Without the pictures, repeat the listing character for character.

>> BEGIN

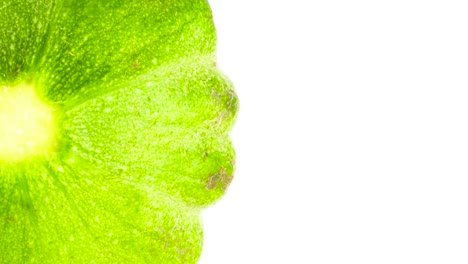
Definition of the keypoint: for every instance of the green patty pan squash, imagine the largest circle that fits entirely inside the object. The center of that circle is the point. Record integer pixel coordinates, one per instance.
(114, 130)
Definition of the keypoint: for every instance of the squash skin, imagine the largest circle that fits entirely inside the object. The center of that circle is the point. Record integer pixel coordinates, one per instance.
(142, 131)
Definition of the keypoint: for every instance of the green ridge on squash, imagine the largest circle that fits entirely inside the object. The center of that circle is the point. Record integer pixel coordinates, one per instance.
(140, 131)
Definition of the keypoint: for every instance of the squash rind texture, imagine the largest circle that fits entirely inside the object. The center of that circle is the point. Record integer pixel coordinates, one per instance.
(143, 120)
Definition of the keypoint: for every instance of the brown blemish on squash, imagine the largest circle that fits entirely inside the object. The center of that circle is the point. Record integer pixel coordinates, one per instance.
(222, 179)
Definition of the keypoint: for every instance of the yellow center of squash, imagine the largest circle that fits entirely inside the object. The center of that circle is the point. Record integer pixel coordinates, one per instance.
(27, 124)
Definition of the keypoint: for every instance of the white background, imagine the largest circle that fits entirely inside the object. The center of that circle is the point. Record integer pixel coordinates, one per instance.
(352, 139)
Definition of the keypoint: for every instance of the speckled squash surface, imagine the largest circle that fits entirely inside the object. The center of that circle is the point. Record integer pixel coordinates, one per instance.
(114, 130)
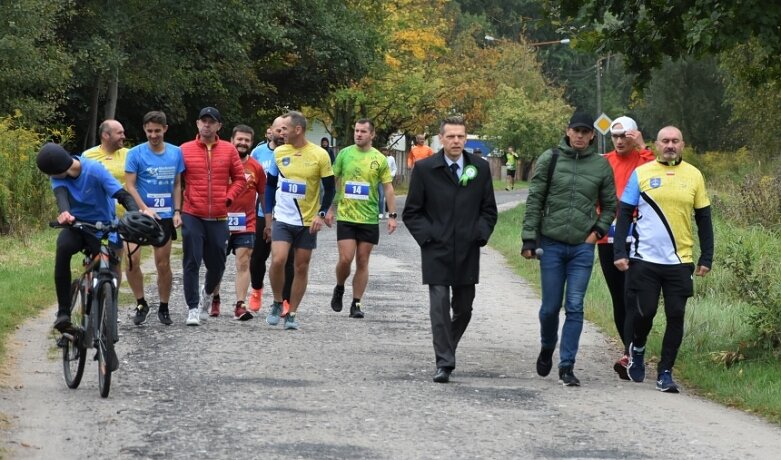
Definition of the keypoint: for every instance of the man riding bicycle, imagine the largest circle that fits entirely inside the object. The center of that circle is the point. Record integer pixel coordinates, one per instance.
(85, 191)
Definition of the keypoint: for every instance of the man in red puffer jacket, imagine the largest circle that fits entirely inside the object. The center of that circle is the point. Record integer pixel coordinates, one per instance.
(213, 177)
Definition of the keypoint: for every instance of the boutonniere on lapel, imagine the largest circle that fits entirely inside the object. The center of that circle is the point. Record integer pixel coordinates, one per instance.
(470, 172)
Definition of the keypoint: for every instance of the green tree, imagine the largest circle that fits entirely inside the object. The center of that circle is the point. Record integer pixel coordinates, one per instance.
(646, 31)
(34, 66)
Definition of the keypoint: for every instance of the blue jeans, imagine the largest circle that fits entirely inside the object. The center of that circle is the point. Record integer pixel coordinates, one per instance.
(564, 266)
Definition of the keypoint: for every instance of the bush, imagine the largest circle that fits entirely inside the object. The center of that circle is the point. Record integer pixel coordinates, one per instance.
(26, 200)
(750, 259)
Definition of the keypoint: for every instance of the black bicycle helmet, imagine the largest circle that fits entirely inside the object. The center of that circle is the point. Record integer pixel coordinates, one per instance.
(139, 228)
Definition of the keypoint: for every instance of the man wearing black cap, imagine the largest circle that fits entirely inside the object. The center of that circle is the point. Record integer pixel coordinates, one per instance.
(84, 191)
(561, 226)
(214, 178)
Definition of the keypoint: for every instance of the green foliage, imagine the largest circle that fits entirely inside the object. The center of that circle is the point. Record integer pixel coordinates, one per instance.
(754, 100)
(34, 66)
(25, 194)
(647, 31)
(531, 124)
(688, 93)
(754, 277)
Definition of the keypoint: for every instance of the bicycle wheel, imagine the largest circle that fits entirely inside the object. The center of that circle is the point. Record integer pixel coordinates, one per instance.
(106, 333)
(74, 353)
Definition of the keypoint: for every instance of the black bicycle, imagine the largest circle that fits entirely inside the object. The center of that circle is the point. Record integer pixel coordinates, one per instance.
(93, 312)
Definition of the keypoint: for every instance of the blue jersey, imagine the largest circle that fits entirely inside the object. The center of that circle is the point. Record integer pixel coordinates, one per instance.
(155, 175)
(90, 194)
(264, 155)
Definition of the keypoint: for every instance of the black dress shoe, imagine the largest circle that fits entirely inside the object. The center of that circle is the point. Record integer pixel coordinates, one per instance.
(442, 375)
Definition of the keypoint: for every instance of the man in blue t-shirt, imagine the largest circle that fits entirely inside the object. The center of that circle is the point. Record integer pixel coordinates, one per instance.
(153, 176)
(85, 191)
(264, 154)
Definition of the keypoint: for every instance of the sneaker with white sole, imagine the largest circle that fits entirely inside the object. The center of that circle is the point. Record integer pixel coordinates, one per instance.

>> END

» **Completed exercise**
Definition of the keypoint: for every instance of the green patty pan squash, imagine the largest circle that fits entirely inside the object. The center of that circle is the point. Record integer pixel coordinates, one per instance.
(114, 130)
Definition of the keypoint: for every instance of the squash skin, imagine the largest circle that fits entirely inside the object. The center of that circle is the point. Record integer pixel coordinates, one per instance.
(142, 131)
Definition of the keypoint: for every instance of the green ridge on squash, imagine the largest circle that fits entirely inside the object. The center of that circle is the point. Record integer pixel coordinates, one per instance.
(140, 131)
Definition of the keypoint: for every instance of the squash rind texture, imagine the largest circle that fits entirely inside the object. The center of that circle is the point. Record integer pixel coordinates, one per instance.
(143, 120)
Definition of the keypoint: for every instance of the brown blemish on squash, imagine the largest circle that fits entirely inside the object. The center of that circle is the point. Record integer pixel coordinates, one per instance.
(222, 179)
Definition of the keypoint: for every instance of the yellow center of squash, imagine the largest circle that fits entirely inside the object. The center of that circle is the point. Record integer pixel coordinates, one per instance.
(27, 124)
Definition of the keypoint: for every instance of the white background, imagine the largest circle that fits entirely inside the object. The center of that circle is the point. Record integer pixel coordinates, one per instance.
(352, 139)
Definition of the keypoint: for every instance of the speckled squash surface, imagine the largest circle that fits entirely inside the object. The center of that circle is the point. Record integer pixel coordinates, one per instance.
(114, 130)
Definition of the keypoint: for every instance of the man riding bicycle, imagine the largest circle that fits entirely inside the object. The center of that circle is the point. Record integer pixel coordinates, one per instance.
(85, 191)
Definition of the keypoint: for every instance of the man in red puffer jacket, imagine the largest circle that fits entirely inside the object. The center of that circle is the point. Record integer pixel coordinates, one per instance.
(213, 177)
Definition of the keypoint: for every instance of the boutonniere on lapel, imagine the largest circle that fits entirely inside the object. The center of that circle is the point. Record integer pixel coordinates, one per instance.
(470, 172)
Definition of the keypoint: for every instance of the green tree, imagine the largest circle that fits entirely inside the object. The center of that circle is the point. Record integer pixel coordinates, one per instance.
(646, 31)
(34, 66)
Definition of the keypoint: for every instance of the blue jeans, imagine the largest circle that fits entirely inside the object. The center of that circle is the point. Record integer pixel coordinates, one per instance.
(564, 266)
Definition of the keypoint: for every instance of the bush, imagine the largest circle that fits entirely inside the object. The center of that circle is the point. Record integer pixel coordinates, one per instance.
(26, 200)
(750, 259)
Definition of the keypoint: for every instance of the black bicycle helmet, imagine the largest circle that fits entirely inside the object. The center of that circle is the point. Record integer pixel coordinates, one per instance.
(139, 228)
Definition of the keypoint: for every instance of the man wearing black cap, imagine the largest circle that fits entirely inside the object. The center of that circle is the point. Record integer pixel coordinates, one per instance.
(84, 191)
(561, 226)
(214, 178)
Definition of the keypoint: for every instance of the green foliage, imagine the largest circle that fits entirely inside the object. The center of that circle is the point. Record integer pixel coordinates, one per instance.
(754, 100)
(34, 66)
(25, 194)
(647, 31)
(531, 124)
(688, 93)
(754, 277)
Definition of the keypoint: for every instance of the bicycle wheel, imagine the largest circle that fits entirely inside the object. The center of that circle is the point. Record integer pixel coordinates, one per instance.
(106, 333)
(74, 353)
Definition of the keypoint: for every instance of the black bicycle, imagine the largest circle that fits entirely inside the object. The center of that circle is the point. Record integer pixel coordinates, one per instance.
(93, 312)
Definition of the keypoint: for every instance of the blue jersey, imagine the largest circle that fits entirely inside the object. The center of that circle is the point. Record integer pixel coordinates, one per instance.
(155, 175)
(90, 194)
(264, 155)
Definition of the keypoint: for every instance of the black dress shoe, imagine the largest circle that fits entirely inside the object. The center of that circle is the point. Record integer pixel coordinates, one per instance.
(442, 375)
Definition of the keypoint: for every instance of the man in blue t-shirt, imagine the largest circle that fits entirely inside the object. The center of that circle is the point. Record integer pixel coordinates, one per instance.
(153, 176)
(85, 191)
(264, 154)
Definition of the keypoint: for every instance of the sneaker with white sole, imagine the largest circle that fits entirely inside the object. The center of that circle is the point. Record integer pixel coordinates, one per instance.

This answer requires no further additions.